(Dataset entries)
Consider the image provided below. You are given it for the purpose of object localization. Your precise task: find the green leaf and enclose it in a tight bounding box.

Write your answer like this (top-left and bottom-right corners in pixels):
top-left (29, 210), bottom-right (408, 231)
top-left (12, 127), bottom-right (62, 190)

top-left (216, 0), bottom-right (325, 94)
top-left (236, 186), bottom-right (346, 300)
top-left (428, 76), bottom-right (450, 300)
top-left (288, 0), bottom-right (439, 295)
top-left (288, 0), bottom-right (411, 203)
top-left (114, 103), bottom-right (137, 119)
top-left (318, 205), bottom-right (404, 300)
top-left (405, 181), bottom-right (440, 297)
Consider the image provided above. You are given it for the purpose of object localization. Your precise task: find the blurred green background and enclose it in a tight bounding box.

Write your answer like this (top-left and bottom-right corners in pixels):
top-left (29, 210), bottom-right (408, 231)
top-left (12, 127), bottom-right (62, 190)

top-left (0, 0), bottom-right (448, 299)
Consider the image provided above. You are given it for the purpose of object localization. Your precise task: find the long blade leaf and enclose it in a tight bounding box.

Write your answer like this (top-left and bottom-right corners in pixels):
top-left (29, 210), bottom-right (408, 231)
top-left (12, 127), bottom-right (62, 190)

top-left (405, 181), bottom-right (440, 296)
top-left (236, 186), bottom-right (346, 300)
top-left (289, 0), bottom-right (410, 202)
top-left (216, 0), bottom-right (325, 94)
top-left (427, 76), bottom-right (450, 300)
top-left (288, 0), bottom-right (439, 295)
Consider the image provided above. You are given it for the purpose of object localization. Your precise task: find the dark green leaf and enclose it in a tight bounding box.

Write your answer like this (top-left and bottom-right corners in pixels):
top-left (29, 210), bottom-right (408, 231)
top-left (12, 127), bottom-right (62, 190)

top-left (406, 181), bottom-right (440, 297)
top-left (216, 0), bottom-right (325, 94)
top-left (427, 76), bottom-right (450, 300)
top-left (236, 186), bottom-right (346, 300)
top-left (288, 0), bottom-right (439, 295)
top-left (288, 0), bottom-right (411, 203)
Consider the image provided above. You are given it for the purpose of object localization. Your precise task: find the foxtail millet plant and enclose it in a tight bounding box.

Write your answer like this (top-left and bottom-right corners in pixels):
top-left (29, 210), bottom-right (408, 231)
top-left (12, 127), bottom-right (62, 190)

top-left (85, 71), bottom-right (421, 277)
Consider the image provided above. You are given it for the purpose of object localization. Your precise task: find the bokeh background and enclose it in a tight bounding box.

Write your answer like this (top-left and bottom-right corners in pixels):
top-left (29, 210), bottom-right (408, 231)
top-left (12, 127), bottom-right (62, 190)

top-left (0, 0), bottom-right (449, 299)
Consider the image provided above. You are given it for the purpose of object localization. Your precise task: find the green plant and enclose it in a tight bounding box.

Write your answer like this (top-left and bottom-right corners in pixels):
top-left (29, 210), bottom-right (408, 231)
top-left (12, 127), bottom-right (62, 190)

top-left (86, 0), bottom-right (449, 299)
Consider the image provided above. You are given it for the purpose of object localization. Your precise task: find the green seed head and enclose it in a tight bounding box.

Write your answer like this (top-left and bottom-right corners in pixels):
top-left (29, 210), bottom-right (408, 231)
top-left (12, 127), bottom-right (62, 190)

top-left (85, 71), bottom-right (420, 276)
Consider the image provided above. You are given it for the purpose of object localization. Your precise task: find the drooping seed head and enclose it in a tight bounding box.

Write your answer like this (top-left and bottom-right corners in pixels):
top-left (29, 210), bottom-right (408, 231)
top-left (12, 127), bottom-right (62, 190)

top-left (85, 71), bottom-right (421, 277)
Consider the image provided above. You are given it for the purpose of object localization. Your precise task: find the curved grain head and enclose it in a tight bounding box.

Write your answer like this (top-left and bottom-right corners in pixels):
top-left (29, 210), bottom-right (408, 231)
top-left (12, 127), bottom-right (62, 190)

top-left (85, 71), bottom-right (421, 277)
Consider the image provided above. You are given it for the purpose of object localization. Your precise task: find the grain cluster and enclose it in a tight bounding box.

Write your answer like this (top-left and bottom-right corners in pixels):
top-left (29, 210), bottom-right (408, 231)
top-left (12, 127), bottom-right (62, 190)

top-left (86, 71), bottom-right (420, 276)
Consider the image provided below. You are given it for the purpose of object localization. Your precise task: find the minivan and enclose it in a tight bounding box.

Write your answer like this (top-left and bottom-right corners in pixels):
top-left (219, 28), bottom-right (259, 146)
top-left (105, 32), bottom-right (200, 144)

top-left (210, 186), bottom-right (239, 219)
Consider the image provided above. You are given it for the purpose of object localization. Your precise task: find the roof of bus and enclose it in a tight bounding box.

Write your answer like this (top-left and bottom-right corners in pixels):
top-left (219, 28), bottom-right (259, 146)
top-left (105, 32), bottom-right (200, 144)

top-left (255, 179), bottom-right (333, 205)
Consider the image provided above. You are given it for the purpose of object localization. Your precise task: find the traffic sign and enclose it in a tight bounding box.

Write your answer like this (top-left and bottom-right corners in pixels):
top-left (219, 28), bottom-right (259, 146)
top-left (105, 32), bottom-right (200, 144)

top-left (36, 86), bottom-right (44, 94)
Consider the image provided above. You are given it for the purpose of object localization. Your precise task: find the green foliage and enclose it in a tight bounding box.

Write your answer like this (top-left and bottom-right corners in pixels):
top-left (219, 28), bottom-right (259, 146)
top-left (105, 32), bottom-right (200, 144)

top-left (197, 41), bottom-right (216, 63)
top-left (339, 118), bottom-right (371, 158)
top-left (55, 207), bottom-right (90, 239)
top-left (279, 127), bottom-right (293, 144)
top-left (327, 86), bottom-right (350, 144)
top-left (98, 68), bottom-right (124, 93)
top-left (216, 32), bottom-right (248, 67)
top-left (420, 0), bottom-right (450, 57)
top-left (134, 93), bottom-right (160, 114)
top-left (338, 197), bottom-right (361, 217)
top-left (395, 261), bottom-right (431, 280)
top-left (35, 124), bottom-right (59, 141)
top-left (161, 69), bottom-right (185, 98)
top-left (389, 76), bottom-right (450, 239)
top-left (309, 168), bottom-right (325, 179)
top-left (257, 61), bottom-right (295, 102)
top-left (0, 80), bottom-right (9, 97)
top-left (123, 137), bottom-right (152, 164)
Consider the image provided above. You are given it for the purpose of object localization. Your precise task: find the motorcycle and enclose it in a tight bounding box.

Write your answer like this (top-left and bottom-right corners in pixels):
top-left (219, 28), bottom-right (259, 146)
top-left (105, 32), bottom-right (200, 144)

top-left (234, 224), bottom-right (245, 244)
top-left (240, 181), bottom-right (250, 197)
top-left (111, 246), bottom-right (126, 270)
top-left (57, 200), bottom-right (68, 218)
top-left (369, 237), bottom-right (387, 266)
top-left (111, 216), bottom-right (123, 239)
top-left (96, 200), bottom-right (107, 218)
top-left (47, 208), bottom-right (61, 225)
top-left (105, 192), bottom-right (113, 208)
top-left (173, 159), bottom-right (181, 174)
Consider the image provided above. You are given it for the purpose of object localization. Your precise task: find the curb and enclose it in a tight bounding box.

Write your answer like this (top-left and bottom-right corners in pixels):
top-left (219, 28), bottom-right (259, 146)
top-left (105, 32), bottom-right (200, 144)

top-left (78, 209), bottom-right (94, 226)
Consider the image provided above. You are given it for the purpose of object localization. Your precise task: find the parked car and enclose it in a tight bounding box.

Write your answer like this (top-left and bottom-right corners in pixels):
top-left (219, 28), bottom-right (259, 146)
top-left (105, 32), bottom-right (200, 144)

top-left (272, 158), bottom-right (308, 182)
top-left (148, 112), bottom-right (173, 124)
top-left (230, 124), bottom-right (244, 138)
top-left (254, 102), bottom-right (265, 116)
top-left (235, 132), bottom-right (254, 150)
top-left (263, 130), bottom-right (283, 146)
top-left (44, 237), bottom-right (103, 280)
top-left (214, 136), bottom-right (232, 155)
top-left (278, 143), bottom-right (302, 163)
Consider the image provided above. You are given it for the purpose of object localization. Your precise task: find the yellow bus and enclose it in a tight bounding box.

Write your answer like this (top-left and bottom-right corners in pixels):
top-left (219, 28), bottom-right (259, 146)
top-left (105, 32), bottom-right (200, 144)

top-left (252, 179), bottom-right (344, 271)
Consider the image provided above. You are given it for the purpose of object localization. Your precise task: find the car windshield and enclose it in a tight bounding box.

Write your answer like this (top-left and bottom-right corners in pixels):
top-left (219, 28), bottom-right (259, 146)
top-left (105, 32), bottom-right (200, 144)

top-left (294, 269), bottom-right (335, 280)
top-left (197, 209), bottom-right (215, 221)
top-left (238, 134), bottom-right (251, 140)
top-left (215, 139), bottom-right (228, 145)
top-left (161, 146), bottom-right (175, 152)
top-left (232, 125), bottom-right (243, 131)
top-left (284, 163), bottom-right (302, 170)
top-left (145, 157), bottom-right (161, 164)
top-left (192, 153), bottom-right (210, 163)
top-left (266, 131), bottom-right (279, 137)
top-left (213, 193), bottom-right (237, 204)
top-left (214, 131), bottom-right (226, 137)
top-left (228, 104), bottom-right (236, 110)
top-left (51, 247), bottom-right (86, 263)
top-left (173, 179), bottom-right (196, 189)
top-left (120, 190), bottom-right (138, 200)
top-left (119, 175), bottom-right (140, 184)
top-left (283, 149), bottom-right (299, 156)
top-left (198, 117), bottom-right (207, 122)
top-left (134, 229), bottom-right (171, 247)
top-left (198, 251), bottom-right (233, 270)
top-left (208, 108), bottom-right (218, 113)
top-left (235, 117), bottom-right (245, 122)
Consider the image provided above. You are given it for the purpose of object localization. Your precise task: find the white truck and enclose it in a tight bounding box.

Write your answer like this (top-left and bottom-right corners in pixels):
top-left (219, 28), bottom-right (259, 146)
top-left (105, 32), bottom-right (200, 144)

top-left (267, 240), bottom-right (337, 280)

# [Your task]
For the word "green", return every line of the records that holds it.

# [Your response]
Consider the image provided below. You are given it for the purpose of object localization. Your precise task: find the green leaf and enclose it in a tight bounding box.
Consider the image provided above. You are given it for the purpose of object localization. Your precise task: find the blurred green background and enclose it in a tight bounding box.
Consider the image provided above. You are given it for the purpose of object localization. Your precise task: find the dark green leaf and enclose it in a tight bounding box.
Consider the image provided above. You are given it for the purpose of object localization. Your precise task: find the green plant and enclose it in a tight bounding box.
Consider the image provided above. You are given it for the purpose of object localization. Your precise task: find the green seed head and enclose it in a tight bounding box.
Consider the image provided above. You are given it for the purpose of object localization. Your precise task: find the green foliage and enclose it in a tight bounding box.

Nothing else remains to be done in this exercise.